■ Estratto:
In tal senso, il Piano del lavoro, oltre a rappresentare una politica economica, sociale e ambientale alternativa al liberismo e all’austerità, sin dal 2013 introduceva un nuovo metodo, una nuova interpretazione della stessa confederalità, che comporta la necessità di tessere reti e alleanze. Alla base della contrattazione dello sviluppo e della programmazione negoziata, infatti, insiste l’intraprendenza ad andare oltre i confini sindacali tradizionali, oltre gli stessi luoghi di lavoro, tracciando una condivisione delle priorità, dei progetti e delle stesse istituzioni per una nuova idea di cittadinanza e, di conseguenza, di Stato sociale. Se, però, lo scopo della contrattazione territoriale dello sviluppo è principalmente quello di affiancare la tradizionale contrattazione sociale per promuovere gli investimenti, la creazione di lavoro e l'aumento dei salari, un sistema di alleanze può altresì essere esteso a finalità anche più ambiziose.
Un importante esempio possiamo ritrovarlo nella manifestazione Sei1dinoi dello scorso 1° dicembre a Roma, indetta a seguito dell’approvazione del cosiddetto “Decreto sicurezza e immigrazione”, con cui la Cgil e tante altre associazioni e movimenti hanno espresso la loro idea di cittadinanza, di condivisione e di inclusività. A dettare il passo del corteo sono stati gli slogan di civiltà e giustizia sociale, ma il pensiero che correva dietro il fiume di persone riguardava una visione di sviluppo e di welfare della città, in cui la lotta alle disuguaglianze passa per il riconoscimento del lavoro, di un salario, di un reddito, di un fisco equo, di servizi pubblici universali, di politiche sociali, di sostenibilità ambientale, di sviluppo urbano e di diritto all’abitazione, attraverso i quali può essere agevolmente declinato il diritto all’accoglienza per i migranti. E tali diritti e obiettivi si fondano sull’eguaglianza, la solidarietà, l’universalità, la giustizia sociale, l’accoglienza e la stessa partecipazione, esattamente come previsto dalla nostra Costituzione.

■ Dati archiviati:
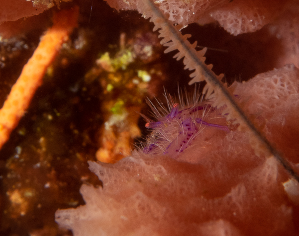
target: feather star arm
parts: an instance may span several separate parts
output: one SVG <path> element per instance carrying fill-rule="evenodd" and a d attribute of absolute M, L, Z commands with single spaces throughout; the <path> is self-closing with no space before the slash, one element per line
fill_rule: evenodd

■ Da svolgere:
A - Indica se ciascuna delle seguenti affermazioni concorda con l'estratto sul Piano del lavoro: (i) il Piano del lavoro introduceva un nuovo metodo già dal 2013; (ii) la manifestazione Sei1dinoi si è svolta a Milano; (iii) la contrattazione territoriale dello sviluppo ha come scopo principale sostituire la contrattazione sociale tradizionale. Per ognuna rispondi sì o no e cita le parole decisive dell'estratto.
B - Secondo l'estratto sul Piano del lavoro, perché la nuova interpretazione della confederalità comporta la necessità di tessere reti e alleanze? Rispondi in una, due o tre frasi.
C - Continua l'estratto sul Piano del lavoro e sulla manifestazione Sei1dinoi, riprendendo dopo la sua ultima frase.

■ In risposta:
A -
(i) Sì: "sin dal 2013 introduceva un nuovo metodo".
(ii) No: "dello scorso 1° dicembre a Roma".
(iii) No: "è principalmente quello di affiancare la tradizionale contrattazione sociale".

B - Alla base della contrattazione dello sviluppo e della programmazione negoziata c'è la spinta ad andare oltre i confini sindacali tradizionali e oltre gli stessi luoghi di lavoro. Questo significa condividere priorità, progetti e istituzioni per una nuova idea di cittadinanza e di Stato sociale.

C -
Nel medesimo spirito del Piano del lavoro, dunque, beni comuni e innovazione sociale sono obiettivi verosimilmente raggiungibili se, e solo se, poggiati su una nuova democrazia economica, ovvero su una ridefinizione dei rapporti di forza. L’aumento delle disuguaglianze – a partire dalla distribuzione del reddito tra capitale e lavoro – rappresenta ancora la principale causa della recessione, della depressione e della deflazione, nonché dell’instabilità del modello di sviluppo. Le politiche liberiste, élitarie e tecnocratiche, ne hanno permesso l’irruzione nei bastioni della società tanto quanto della politica, generando un’onda d’urto per la stessa democrazia. Bisogna ripartire da qui, per invertire la tendenza.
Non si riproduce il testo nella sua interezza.